Items =
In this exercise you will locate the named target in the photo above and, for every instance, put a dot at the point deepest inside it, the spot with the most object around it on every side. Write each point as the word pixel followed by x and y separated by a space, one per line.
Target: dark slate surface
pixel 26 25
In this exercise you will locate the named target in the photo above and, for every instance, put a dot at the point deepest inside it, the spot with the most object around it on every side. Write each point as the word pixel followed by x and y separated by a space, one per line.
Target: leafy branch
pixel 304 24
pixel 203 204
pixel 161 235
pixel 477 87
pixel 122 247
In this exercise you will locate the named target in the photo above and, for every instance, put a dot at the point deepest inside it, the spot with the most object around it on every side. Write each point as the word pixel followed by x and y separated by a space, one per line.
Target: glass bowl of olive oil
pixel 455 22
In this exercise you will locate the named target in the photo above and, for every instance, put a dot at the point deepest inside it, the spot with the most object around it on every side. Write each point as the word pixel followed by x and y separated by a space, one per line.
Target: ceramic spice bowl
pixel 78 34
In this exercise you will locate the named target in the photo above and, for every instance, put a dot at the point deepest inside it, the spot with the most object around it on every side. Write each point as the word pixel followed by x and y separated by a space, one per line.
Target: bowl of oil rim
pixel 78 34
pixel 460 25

...

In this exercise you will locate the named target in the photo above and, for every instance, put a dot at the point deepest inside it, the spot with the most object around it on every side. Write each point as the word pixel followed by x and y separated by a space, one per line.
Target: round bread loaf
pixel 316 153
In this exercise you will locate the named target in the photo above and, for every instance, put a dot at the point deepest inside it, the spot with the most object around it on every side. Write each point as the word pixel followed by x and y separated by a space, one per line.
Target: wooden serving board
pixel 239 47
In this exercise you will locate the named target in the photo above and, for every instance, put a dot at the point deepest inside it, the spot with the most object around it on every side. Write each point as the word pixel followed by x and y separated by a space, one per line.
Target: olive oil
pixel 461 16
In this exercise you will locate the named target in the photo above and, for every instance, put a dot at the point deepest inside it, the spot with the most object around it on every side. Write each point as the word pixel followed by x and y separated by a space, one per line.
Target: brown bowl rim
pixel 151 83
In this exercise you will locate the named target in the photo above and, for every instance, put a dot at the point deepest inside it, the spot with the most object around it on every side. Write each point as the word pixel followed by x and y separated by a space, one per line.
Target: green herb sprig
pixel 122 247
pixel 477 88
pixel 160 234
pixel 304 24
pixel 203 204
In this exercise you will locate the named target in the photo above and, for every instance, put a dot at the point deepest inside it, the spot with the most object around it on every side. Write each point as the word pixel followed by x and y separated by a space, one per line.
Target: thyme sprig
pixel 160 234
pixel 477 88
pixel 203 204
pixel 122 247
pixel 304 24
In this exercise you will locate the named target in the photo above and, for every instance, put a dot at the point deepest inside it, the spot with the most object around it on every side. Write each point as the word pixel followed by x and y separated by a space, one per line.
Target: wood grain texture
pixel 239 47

==

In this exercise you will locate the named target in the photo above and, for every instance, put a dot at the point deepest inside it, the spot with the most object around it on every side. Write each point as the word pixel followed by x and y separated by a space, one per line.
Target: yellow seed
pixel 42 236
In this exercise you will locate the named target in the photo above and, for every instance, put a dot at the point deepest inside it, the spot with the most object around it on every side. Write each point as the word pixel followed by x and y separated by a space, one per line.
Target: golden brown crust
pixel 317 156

Set task =
Return each line of the listing above that contains the word "olive", reproducing every such line unchanged.

Result of this task =
Target: glass bowl of olive oil
Target: olive oil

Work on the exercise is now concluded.